13 Little Things That Make Men Fall Hard for You
1. Stocking the fridge with his favourite drinks. Bonus points: Bring him back to his fraternity days by handing him a cold one as he steps out of the shower.
2. Making him a snack after sex. It doesn’t have to be a gourmet meal — a simple grilled cheese or milk and cookies will do.
3. Emailing him the latest online gossip about his favourite TV show. You don’t have to have a BFF at HBO. Just share applicable links from your Twitter feed and pat yourself on the back.
4. Bragging about him to your friends, family, the stranger on the street corner — whomever. Proclamations of pride will make his chest puff out and his heart swell.
5. Answering the door in a negligée — or, better yet, naked.
6. Being open to what he wants to try in the bedroom and out. An open mind is attractive no matter your playground.
7. Letting him help solve your petty work problem. Many men don’t do gossip, but they do like to fix things.
8. Spitting out sports stats for his favourite team. Showing an interest in his favourite players will earn you points on and off the field.

> Your task: Transcribe the list of little things that make men fall for you, from "13 Little Things" up to and including "matter your playground.". The records that follow come from a different source than the list above.

> Extracted records:
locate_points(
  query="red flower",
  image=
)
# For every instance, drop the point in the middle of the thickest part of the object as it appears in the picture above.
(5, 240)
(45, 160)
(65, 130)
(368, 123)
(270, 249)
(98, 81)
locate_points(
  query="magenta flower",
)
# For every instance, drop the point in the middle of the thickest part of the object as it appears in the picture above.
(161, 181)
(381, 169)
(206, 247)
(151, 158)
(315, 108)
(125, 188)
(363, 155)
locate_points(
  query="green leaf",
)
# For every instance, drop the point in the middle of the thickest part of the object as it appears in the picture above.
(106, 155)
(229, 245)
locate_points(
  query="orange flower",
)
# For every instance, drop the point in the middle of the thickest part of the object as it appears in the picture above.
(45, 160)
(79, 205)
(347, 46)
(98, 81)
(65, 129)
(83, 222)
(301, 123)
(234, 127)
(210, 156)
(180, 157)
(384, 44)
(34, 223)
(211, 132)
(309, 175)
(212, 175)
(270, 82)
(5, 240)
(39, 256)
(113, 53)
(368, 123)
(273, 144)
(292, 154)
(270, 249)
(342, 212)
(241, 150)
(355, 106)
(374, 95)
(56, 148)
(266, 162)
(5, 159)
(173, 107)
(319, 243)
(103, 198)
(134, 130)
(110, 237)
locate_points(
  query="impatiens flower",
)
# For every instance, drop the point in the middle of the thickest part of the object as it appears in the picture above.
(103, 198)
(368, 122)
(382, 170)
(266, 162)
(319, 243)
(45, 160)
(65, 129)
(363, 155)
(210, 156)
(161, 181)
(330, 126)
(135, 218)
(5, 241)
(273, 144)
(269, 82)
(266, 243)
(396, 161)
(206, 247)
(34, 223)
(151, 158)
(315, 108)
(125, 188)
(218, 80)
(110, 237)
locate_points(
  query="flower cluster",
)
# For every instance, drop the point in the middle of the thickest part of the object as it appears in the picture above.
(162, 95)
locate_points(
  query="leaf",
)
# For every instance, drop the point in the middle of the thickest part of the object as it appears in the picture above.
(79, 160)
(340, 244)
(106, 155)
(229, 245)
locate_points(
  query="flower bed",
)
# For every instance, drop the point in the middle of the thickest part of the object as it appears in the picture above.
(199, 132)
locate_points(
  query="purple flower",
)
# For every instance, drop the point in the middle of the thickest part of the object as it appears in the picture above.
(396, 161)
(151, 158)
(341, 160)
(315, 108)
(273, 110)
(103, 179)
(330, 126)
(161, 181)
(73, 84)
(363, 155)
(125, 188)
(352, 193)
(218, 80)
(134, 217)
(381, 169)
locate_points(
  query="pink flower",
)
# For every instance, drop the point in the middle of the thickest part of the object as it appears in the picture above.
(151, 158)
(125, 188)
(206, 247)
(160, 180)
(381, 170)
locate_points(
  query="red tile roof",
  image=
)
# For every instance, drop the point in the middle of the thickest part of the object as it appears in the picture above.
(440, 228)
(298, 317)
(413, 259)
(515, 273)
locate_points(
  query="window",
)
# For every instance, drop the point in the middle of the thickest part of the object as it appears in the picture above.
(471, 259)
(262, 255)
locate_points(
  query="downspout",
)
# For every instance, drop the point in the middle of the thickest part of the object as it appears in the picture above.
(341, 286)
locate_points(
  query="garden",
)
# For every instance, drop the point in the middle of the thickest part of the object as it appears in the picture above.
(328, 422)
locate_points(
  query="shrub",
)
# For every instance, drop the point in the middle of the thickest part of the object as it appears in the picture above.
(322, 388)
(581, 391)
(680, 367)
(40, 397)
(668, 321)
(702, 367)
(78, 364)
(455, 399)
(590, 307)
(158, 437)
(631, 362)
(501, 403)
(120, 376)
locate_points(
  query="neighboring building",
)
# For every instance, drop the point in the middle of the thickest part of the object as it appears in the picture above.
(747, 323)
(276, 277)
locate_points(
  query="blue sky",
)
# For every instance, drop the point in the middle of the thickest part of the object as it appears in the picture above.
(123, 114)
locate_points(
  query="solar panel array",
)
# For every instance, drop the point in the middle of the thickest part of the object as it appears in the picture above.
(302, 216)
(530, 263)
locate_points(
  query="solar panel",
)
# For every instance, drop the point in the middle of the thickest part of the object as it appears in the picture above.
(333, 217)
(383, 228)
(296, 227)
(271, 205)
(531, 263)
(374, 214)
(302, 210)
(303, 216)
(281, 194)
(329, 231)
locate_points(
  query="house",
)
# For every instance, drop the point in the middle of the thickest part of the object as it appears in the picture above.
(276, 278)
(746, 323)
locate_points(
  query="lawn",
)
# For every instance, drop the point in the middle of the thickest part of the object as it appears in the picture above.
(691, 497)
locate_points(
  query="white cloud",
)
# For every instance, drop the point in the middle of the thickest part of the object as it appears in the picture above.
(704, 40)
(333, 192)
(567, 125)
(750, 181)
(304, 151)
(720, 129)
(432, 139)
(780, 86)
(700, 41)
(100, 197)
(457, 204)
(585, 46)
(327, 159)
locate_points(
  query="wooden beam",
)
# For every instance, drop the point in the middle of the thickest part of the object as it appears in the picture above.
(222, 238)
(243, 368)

> Solved problem:
13 Little Things That Make Men Fall Hard for You
1. Stocking the fridge with his favourite drinks. Bonus points: Bring him back to his fraternity days by handing him a cold one as he steps out of the shower.
2. Making him a snack after sex. It doesn’t have to be a gourmet meal — a simple grilled cheese or milk and cookies will do.
3. Emailing him the latest online gossip about his favourite TV show. You don’t have to have a BFF at HBO. Just share applicable links from your Twitter feed and pat yourself on the back.
4. Bragging about him to your friends, family, the stranger on the street corner — whomever. Proclamations of pride will make his chest puff out and his heart swell.
5. Answering the door in a negligée — or, better yet, naked.
6. Being open to what he wants to try in the bedroom and out. An open mind is attractive no matter your playground.